What to do: Rewrite the lines below, changing "orange" to "yellow" and leaving everything else as it is.

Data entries
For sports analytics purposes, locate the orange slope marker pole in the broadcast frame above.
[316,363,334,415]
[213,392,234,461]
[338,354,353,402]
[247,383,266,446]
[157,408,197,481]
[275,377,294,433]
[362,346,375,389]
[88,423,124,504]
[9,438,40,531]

Written response:
For sports analytics purposes, locate the yellow slope marker pole in the broadcast frame above.
[316,363,334,415]
[213,392,234,461]
[338,354,353,402]
[247,383,266,446]
[157,408,197,481]
[275,377,294,433]
[362,346,375,389]
[88,423,124,504]
[9,438,40,531]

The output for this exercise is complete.